Data for this exercise ▸
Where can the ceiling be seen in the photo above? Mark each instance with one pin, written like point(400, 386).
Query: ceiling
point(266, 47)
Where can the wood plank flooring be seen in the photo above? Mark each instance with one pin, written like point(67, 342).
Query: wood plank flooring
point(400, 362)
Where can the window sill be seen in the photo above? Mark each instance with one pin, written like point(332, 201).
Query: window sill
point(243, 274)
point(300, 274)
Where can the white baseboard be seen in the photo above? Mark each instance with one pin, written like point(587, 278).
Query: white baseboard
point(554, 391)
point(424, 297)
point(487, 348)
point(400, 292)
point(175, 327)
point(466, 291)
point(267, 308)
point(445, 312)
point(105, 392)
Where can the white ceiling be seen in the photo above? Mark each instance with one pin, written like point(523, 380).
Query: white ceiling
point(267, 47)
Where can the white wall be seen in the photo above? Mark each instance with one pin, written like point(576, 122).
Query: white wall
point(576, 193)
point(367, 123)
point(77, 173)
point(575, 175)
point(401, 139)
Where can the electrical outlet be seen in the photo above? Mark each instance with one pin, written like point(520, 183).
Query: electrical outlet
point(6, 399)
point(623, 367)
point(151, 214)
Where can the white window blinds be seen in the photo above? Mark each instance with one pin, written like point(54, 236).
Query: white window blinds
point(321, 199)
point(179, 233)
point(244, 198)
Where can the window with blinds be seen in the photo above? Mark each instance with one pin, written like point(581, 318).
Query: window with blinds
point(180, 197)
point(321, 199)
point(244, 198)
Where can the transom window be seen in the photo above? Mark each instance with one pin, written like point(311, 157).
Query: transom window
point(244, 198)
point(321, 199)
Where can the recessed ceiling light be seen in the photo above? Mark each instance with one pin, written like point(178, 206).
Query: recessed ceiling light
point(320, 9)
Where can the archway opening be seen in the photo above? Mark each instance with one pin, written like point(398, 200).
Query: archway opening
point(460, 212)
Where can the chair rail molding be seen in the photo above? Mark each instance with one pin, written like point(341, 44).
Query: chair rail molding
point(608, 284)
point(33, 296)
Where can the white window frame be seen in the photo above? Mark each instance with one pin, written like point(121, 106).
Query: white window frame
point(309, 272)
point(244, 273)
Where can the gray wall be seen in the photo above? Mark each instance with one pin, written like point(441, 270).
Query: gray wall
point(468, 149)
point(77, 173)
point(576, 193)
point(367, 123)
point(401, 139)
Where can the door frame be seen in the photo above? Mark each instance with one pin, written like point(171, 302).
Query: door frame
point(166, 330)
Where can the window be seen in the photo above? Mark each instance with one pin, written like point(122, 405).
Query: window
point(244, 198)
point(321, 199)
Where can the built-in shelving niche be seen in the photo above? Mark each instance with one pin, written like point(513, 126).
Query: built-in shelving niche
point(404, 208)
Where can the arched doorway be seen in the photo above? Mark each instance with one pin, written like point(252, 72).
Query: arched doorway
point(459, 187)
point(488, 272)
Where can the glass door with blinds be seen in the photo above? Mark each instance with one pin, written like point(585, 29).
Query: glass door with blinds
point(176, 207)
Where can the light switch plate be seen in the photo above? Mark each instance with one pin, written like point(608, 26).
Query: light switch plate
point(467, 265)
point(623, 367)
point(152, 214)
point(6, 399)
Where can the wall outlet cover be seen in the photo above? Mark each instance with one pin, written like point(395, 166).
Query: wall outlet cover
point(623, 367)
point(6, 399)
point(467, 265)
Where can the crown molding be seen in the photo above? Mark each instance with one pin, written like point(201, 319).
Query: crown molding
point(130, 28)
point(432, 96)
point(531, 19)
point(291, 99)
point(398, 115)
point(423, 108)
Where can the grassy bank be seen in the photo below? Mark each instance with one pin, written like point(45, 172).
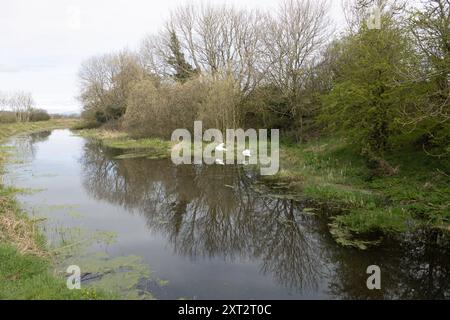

What to do ▸ Repeat, exactly and only, the lines from the beginning of the material through the line that contains "Where can the white window blinds".

Written answer ▸
Where can the ceiling be seen in the photo above? Mark each instance with one pin, written like point(400, 386).
Query: ceiling
point(266, 47)
Where can the wood plank flooring be seen in the photo above? Mark each instance with one pin, written like point(67, 342).
Query: wood plank flooring
point(400, 362)
Where can the window sill be seen in the photo above? Mark each instance with one pin, written like point(332, 201).
Query: window sill
point(243, 274)
point(300, 274)
Where can the white baseboard be seen in the photo above? Mark each instance with one pin, written like point(587, 278).
Query: white baseboard
point(554, 391)
point(424, 297)
point(487, 348)
point(400, 292)
point(175, 327)
point(466, 291)
point(267, 308)
point(445, 312)
point(105, 392)
Where can the white ceiling be seen in the photo above? Mark each instance with one pin, written like point(523, 380).
Query: white ceiling
point(267, 47)
Where can the white wall be seen in the photo above? Mark each instance with one pin, written like point(576, 122).
Query: white wall
point(576, 193)
point(367, 123)
point(77, 173)
point(575, 175)
point(401, 139)
Where can the electrical outlet be seen in the photo above? Mark each instance with one pin, written like point(520, 183).
Query: electrical outlet
point(6, 399)
point(623, 367)
point(151, 214)
Where can the white window blinds be seen in the photo above? Mark each instance with one pin, written like point(54, 236).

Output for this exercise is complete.